**What this task involves**
How many lines in the data below contain the word "traffic"? Reply with the number only.
— START OF Given data —
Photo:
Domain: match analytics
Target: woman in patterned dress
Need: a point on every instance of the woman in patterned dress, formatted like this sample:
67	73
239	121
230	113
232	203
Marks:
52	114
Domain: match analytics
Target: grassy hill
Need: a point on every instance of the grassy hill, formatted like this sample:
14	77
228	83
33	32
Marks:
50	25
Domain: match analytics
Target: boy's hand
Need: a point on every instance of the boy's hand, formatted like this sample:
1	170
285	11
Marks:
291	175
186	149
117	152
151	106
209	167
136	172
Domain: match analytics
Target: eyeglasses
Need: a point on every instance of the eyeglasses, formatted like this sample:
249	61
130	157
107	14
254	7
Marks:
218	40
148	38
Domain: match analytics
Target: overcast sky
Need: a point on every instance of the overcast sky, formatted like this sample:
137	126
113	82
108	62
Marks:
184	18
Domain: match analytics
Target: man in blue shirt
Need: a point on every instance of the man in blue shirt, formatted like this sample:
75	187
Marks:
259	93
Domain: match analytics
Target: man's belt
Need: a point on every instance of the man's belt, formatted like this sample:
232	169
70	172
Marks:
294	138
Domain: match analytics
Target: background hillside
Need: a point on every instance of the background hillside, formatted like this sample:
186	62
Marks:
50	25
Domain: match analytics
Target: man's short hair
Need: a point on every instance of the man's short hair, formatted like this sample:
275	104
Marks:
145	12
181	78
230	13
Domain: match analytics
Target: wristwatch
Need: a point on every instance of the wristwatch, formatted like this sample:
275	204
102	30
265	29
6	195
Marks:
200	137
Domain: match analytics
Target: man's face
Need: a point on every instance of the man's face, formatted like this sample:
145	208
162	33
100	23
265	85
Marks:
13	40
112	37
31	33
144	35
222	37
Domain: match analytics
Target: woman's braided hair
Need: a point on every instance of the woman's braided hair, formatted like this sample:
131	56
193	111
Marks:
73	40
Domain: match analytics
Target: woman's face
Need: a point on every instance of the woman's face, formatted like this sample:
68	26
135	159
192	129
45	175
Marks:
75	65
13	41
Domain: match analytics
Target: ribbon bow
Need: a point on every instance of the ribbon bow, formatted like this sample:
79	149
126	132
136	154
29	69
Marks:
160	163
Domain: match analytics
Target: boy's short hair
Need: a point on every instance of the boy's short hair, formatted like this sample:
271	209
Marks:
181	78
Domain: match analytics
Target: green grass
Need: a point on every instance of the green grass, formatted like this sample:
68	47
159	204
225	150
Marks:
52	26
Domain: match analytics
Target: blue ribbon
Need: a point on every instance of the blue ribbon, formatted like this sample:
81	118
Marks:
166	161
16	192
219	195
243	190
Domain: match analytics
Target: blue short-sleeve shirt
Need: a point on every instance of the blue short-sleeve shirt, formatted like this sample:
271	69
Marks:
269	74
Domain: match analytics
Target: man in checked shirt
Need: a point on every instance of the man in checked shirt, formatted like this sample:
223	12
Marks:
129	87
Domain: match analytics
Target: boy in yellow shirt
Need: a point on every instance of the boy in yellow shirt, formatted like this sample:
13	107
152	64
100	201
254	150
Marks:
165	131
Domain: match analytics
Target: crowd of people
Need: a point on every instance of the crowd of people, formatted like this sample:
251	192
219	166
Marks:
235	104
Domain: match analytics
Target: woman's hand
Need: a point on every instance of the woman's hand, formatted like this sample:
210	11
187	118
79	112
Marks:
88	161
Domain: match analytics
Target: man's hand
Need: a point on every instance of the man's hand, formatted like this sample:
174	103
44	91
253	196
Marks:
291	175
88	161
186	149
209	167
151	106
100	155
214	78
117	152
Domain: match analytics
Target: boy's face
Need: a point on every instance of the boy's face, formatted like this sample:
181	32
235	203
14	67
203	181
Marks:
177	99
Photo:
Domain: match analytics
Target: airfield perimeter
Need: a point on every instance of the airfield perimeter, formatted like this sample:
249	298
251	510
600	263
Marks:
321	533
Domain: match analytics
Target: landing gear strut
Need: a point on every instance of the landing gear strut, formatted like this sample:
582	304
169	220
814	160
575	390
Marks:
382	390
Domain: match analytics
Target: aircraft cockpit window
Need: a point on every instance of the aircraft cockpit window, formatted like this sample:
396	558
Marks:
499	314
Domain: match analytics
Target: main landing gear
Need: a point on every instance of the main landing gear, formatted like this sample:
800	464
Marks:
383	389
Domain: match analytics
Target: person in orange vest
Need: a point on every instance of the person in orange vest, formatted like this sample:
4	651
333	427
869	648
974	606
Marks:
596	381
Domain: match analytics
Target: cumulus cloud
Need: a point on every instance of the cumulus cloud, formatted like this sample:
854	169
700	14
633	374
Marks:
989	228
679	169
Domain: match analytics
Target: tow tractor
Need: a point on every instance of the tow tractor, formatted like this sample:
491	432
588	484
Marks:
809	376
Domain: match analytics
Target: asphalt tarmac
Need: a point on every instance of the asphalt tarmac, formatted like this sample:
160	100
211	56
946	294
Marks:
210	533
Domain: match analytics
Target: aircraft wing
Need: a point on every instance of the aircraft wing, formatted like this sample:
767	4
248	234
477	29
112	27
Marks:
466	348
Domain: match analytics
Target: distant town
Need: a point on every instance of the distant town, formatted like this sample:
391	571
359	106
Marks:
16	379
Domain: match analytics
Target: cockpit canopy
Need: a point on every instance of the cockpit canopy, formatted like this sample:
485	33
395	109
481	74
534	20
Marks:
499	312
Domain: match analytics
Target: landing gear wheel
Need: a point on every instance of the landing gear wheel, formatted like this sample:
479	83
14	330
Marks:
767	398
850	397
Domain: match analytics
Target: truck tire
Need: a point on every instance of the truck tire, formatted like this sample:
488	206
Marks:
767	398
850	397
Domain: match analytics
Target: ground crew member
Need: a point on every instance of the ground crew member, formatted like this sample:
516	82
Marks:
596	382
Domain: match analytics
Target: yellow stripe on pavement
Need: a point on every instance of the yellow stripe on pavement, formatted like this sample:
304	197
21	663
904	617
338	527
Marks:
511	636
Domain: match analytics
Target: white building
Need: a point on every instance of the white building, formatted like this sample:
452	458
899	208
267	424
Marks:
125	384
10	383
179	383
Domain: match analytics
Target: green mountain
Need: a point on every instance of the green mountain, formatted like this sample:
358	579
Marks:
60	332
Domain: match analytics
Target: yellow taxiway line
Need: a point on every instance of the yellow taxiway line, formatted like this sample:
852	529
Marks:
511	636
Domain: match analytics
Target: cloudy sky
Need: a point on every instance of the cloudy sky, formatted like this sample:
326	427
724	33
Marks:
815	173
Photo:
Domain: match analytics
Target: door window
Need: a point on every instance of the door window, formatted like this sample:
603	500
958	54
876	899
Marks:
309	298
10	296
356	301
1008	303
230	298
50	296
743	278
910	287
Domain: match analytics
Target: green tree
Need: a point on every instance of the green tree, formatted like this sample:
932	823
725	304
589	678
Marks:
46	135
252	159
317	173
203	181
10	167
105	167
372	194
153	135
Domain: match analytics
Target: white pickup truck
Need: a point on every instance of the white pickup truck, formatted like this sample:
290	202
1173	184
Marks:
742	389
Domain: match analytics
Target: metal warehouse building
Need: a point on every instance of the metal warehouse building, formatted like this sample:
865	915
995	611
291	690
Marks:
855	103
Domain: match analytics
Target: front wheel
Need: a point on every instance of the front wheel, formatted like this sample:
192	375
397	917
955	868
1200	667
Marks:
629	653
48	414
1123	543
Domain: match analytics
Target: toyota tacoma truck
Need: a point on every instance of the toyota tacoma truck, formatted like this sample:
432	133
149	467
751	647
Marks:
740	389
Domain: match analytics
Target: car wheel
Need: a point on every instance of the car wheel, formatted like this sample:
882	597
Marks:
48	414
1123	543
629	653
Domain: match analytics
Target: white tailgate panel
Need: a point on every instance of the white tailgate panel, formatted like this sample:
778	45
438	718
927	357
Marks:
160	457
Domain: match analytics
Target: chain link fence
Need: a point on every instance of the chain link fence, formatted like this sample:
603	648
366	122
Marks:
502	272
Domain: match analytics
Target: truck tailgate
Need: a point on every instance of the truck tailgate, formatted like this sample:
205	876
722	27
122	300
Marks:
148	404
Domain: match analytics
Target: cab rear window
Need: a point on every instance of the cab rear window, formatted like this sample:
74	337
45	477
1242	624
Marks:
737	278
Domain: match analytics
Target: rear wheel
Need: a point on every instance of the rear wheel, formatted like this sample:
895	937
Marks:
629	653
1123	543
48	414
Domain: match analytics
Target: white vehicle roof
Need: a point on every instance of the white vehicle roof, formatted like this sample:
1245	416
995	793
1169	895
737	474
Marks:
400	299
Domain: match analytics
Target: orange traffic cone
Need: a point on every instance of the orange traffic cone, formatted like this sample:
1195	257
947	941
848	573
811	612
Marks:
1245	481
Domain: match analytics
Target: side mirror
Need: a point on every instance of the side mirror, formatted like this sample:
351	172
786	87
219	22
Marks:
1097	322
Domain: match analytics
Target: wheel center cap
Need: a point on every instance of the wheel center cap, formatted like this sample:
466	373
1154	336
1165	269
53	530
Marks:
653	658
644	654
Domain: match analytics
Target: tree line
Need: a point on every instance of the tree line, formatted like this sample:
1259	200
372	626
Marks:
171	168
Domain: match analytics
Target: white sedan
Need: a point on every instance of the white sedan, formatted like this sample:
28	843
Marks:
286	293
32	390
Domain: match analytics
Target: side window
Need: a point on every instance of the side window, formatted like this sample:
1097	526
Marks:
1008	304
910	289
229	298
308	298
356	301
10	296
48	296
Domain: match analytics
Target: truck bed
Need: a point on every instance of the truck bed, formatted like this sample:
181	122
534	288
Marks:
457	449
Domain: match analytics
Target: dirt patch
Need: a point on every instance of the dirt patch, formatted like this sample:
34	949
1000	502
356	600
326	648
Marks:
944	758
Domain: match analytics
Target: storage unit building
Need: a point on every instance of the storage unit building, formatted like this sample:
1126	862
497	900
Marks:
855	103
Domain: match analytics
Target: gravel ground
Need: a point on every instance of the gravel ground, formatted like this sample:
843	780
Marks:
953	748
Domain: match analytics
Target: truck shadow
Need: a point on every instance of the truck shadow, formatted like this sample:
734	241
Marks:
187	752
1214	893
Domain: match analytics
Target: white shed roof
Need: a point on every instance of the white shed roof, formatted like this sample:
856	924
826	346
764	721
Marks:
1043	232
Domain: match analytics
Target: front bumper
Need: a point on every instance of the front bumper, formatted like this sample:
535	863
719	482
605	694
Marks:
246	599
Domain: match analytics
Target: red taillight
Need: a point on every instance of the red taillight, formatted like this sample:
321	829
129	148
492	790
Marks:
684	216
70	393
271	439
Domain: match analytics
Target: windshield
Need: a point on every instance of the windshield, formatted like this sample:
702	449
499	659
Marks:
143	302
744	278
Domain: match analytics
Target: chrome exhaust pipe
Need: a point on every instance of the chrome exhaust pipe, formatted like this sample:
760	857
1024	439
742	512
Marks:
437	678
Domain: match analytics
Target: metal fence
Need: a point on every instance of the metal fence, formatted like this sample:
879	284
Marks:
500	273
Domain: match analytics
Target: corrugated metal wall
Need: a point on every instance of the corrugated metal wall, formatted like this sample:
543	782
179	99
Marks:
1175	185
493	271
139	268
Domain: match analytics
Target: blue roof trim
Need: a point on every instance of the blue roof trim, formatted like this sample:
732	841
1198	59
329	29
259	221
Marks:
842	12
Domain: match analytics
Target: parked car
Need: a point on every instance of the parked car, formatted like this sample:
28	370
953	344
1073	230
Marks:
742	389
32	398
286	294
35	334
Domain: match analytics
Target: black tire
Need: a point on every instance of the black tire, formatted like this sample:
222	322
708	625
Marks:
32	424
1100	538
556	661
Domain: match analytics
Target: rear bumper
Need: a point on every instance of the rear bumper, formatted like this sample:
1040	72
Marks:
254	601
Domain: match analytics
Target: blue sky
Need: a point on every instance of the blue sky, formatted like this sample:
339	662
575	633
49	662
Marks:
— END OF Given data —
**Task result**
2